** Brief **
Every line of the material that follows must be printed again exactly.

** Extracted entries **
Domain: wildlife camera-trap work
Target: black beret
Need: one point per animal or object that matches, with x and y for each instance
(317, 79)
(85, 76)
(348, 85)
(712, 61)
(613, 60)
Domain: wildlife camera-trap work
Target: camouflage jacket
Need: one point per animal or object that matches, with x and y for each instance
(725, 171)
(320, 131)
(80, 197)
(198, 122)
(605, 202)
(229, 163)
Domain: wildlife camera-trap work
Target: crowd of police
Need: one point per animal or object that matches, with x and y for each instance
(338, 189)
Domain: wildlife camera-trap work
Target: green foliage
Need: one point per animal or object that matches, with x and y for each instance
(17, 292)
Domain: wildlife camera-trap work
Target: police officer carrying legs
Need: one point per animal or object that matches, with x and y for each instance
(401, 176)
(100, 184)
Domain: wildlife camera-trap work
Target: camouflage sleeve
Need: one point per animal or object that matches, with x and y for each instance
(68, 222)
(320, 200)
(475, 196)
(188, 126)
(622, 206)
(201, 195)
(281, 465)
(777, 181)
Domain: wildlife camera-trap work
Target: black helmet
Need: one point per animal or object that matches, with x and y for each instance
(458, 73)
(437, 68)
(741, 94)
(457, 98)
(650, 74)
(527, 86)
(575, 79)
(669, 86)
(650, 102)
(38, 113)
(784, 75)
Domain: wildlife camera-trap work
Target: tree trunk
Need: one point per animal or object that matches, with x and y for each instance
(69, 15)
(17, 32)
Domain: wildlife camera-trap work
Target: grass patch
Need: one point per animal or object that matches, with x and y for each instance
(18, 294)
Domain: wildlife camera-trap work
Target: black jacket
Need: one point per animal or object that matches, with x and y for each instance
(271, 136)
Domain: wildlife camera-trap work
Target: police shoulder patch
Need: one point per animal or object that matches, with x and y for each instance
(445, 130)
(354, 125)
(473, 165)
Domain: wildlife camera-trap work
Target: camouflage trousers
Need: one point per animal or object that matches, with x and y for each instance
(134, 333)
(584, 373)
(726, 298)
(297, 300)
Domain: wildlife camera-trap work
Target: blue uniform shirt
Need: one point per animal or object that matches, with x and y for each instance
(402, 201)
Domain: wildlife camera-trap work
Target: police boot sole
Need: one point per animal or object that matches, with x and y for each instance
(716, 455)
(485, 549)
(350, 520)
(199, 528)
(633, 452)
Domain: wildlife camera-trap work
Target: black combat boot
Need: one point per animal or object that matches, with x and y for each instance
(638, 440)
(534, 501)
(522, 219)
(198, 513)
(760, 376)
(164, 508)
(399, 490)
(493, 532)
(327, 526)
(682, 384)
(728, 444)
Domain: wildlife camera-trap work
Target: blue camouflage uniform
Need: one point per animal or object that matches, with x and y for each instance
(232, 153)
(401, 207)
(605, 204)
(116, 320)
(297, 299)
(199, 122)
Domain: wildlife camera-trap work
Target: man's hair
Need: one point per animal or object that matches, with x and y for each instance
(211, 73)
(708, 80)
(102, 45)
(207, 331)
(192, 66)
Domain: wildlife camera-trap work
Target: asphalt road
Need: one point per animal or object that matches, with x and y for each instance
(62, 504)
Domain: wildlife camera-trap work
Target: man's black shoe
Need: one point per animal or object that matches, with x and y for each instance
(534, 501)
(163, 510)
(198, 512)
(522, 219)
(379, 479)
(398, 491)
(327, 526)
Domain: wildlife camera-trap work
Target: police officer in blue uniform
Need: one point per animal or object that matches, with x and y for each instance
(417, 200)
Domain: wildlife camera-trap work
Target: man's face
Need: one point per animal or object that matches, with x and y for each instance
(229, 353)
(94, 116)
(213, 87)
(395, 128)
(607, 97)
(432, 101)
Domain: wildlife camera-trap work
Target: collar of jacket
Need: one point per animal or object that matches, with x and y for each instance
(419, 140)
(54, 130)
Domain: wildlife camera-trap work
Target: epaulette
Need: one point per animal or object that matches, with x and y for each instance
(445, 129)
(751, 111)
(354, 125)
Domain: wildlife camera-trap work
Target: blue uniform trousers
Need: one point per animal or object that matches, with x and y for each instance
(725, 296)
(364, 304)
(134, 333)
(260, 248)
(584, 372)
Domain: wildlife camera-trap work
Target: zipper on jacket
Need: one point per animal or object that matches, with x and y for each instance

** Exercise response **
Domain: wildlife camera-trap work
Target: black beret
Need: one point per animal or object that matches, with x and y for each instance
(317, 79)
(85, 76)
(348, 85)
(712, 61)
(613, 60)
Domain: wildlife camera-trap work
Target: camouflage jacket
Need: one point per animal or object that matches, with x and y for each instance
(725, 171)
(320, 131)
(80, 197)
(198, 122)
(605, 202)
(229, 163)
Domain: wildlife camera-trap work
Target: crowd of police
Need: one point per animal or object that matches, with x and y for each instance
(338, 189)
Domain: wildlife camera-trap work
Target: green foliage
Need: one point per animal or object that matches, with x and y for each instance
(17, 292)
Domain: wildlife camera-trap work
Target: police officer carrying legs
Need: one point per animal or object that matches, with x and y for each instance
(401, 176)
(100, 184)
Domain: wildlife camera-trap work
Target: camouflage sleeve
Need: one point per animal or object that matches, with x and y for each instance
(68, 222)
(320, 200)
(475, 196)
(188, 126)
(622, 206)
(201, 195)
(281, 465)
(777, 181)
Domain: wildlife camera-trap work
Target: black helmet
Need: one point per animal or object that matches, with x and y for each instance
(458, 73)
(437, 68)
(741, 94)
(457, 98)
(650, 74)
(527, 86)
(575, 79)
(669, 86)
(650, 102)
(38, 113)
(784, 75)
Domain: wildlife camera-trap work
Target: tree trunk
Need: one point per animal or object that matches, with x and y for each instance
(69, 15)
(17, 32)
Domain: wildlife camera-trap work
Target: grass patch
Need: one point per animal or object that matches, with x and y for each instance
(18, 294)
Domain: wildlife camera-trap work
Target: black jacket
Need: one point per animal or object that matches, with x and y for each instance
(271, 136)
Domain: wildlife camera-trap work
Target: police shoulder patch
Need: one point per animal or object that matches, with x and y for each instance
(445, 130)
(354, 125)
(473, 165)
Domain: wildlife camera-trap work
Target: camouflage trousers
Need: one point per animal or object that matches, with x and y for each instance
(134, 333)
(584, 373)
(726, 298)
(297, 300)
Domain: wildlife camera-trap work
Target: blue uniform shirt
Need: one point per animal or object that matches, with x and y for each instance
(402, 201)
Domain: wildlife camera-trap work
Target: police boot sole
Need: one point per animal or object that matches, with x and y for each instance
(716, 455)
(485, 549)
(350, 520)
(199, 528)
(633, 452)
Domain: wildlife camera-trap work
Target: black combat boot
Need: one point per animal or object that matches, with x and y for each instance
(638, 440)
(534, 501)
(522, 219)
(198, 513)
(760, 376)
(164, 508)
(399, 490)
(493, 532)
(327, 526)
(682, 384)
(728, 444)
Domain: wildlife camera-trap work
Target: blue camouflage uniform
Need: one point per animal or object that matches, with x and y for each instance
(232, 153)
(401, 207)
(605, 204)
(116, 320)
(297, 299)
(199, 122)
Domain: wildlife camera-trap work
Target: man's hair
Need: one point per animal or object that matches, with x and y for each instance
(211, 73)
(708, 80)
(102, 45)
(207, 331)
(192, 66)
Domain: wildlife camera-trap work
Target: asphalt road
Need: one point per animal or object that matches, with x and y for each instance
(62, 504)
Domain: wildlife camera-trap work
Target: man's black shoe
Need: one point per animal or object that matches, with x and y for each instance
(534, 501)
(163, 510)
(198, 512)
(522, 219)
(379, 479)
(398, 491)
(327, 526)
Domain: wildlife camera-trap work
Target: police officer in blue uniform
Need: one point per animal or object that matches, with x and y for each instance
(417, 200)
Domain: wildlife camera-trap work
Target: man's face
Need: one point per animal or object that matches, with x and y for each instance
(229, 353)
(94, 116)
(213, 87)
(395, 128)
(607, 97)
(432, 101)
Domain: wildlife camera-trap work
Target: collar of jacket
Need: one point per animal or object that matches, with x and y for each instance
(419, 140)
(54, 130)
Domain: wildlife camera-trap work
Target: epaulette
Need: one point per animal or object that matches, with x and y for each instance
(445, 129)
(751, 111)
(354, 125)
Domain: wildlife camera-trap work
Target: blue uniform trousers
Need: one point per animal or object that matches, with x and y for each instance
(725, 296)
(364, 304)
(134, 333)
(260, 248)
(584, 372)
Domain: wildlife camera-trap work
Target: zipper on jacket
Need: one point per animal or object that matches, with x and y for each instance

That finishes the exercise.